Copy all of the data below line for line, leaving out the pictures.

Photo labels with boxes
+++++
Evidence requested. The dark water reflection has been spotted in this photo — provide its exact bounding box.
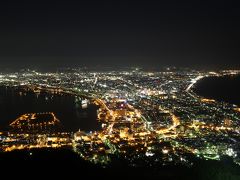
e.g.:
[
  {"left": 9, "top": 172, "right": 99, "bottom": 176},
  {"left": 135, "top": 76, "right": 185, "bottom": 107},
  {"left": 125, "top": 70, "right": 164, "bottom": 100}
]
[
  {"left": 193, "top": 75, "right": 240, "bottom": 105},
  {"left": 0, "top": 86, "right": 101, "bottom": 131}
]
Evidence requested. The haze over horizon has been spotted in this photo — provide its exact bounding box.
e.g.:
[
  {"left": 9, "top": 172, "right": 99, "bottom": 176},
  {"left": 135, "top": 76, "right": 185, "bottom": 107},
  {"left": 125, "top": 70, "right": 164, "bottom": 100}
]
[{"left": 0, "top": 0, "right": 240, "bottom": 69}]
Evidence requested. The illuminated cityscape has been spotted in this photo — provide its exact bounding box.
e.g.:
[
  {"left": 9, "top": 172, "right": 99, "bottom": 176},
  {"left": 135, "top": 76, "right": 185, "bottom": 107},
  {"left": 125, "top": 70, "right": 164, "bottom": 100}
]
+++++
Task answer:
Evidence requested. The dark water reflection has been spotted in this photo — provide its exact bounding box.
e.g.:
[
  {"left": 9, "top": 172, "right": 99, "bottom": 176},
  {"left": 135, "top": 76, "right": 185, "bottom": 107},
  {"left": 125, "top": 70, "right": 164, "bottom": 100}
]
[
  {"left": 193, "top": 75, "right": 240, "bottom": 105},
  {"left": 0, "top": 86, "right": 101, "bottom": 131}
]
Evidence requested. The haze over horizon has been spotted in this photo — provide its exact bounding box.
e.g.:
[
  {"left": 9, "top": 172, "right": 99, "bottom": 176},
  {"left": 135, "top": 76, "right": 185, "bottom": 107},
  {"left": 125, "top": 70, "right": 164, "bottom": 100}
]
[{"left": 0, "top": 0, "right": 240, "bottom": 69}]
Evidence requested. The illuminated cityscape has been spotted in this photo — provide its exact bounding box.
e.g.:
[
  {"left": 9, "top": 172, "right": 99, "bottom": 176},
  {"left": 135, "top": 76, "right": 185, "bottom": 107},
  {"left": 125, "top": 70, "right": 164, "bottom": 100}
]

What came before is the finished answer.